--- What this task involves ---
Pull out each line of the records that contains the word "distant", copying it unchanged.

──────

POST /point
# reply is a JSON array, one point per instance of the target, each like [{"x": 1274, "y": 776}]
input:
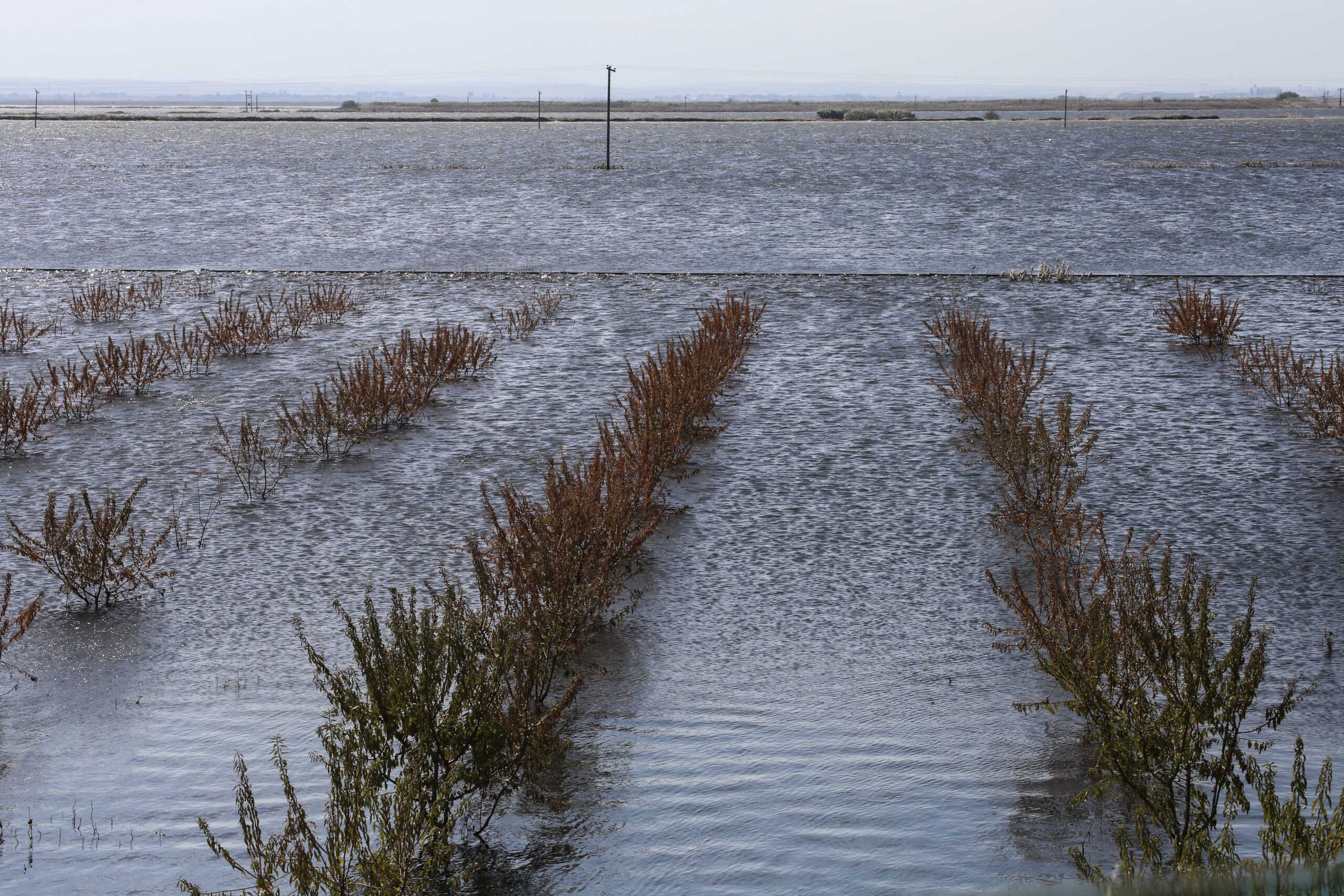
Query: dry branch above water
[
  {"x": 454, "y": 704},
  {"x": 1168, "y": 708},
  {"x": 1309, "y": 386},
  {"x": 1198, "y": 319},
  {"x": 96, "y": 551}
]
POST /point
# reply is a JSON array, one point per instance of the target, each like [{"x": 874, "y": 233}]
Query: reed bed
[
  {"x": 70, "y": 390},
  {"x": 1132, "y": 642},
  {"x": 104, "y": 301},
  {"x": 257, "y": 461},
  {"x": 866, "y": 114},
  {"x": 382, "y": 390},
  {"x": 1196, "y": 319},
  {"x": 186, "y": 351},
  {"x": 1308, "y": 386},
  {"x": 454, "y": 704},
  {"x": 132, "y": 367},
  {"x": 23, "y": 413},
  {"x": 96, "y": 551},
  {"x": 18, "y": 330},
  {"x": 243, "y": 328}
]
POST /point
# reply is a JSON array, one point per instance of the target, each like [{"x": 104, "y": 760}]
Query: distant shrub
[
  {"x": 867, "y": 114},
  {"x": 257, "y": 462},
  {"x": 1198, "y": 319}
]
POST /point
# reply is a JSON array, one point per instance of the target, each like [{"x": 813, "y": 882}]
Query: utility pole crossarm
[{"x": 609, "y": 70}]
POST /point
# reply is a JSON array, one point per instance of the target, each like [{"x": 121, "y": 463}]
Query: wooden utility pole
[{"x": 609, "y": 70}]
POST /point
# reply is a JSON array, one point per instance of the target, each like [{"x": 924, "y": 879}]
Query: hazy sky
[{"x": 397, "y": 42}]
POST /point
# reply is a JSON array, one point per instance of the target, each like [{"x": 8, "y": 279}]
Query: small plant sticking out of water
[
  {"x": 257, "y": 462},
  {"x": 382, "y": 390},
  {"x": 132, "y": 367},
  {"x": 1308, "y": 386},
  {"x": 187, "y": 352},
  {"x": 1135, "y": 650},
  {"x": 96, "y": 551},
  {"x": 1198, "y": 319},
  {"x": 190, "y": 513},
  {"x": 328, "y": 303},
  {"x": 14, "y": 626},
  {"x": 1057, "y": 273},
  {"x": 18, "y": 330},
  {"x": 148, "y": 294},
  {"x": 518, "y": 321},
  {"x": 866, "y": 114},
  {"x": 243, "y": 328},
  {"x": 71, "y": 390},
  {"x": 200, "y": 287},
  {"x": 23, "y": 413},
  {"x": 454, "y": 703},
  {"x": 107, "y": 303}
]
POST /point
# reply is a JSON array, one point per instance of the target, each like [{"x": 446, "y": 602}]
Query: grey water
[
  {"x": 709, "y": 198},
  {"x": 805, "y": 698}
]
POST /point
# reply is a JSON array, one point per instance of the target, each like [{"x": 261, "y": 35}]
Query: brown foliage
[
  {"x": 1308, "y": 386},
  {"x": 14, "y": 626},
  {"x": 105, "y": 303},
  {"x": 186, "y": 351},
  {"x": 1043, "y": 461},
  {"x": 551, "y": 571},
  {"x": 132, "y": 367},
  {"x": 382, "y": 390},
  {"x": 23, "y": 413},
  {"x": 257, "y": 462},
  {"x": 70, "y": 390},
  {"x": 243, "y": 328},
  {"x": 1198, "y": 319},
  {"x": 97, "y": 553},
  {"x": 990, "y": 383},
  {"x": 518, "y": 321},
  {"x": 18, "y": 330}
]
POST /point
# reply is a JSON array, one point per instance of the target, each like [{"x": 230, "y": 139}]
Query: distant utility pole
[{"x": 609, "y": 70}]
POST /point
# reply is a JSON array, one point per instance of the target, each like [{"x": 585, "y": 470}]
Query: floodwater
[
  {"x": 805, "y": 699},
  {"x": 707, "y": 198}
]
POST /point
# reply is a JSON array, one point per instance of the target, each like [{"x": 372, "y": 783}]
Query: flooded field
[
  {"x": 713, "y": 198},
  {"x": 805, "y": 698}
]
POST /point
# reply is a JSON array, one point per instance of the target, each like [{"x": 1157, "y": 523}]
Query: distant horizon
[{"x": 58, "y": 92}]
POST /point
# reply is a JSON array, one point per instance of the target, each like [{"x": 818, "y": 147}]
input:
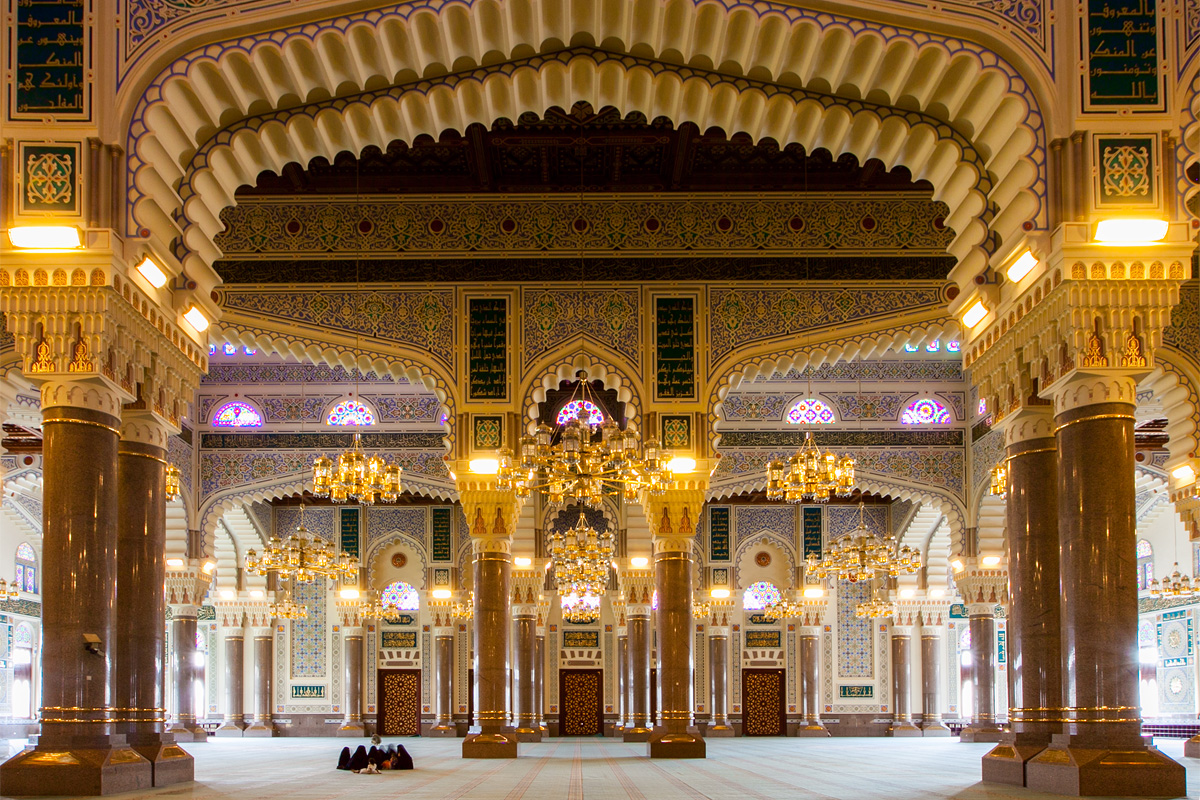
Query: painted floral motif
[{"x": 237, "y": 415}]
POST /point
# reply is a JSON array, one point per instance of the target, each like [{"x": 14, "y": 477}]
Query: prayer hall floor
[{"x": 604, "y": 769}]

──────

--- Task output ---
Query: distant shrub
Query: distant utility pole
Query: distant horizon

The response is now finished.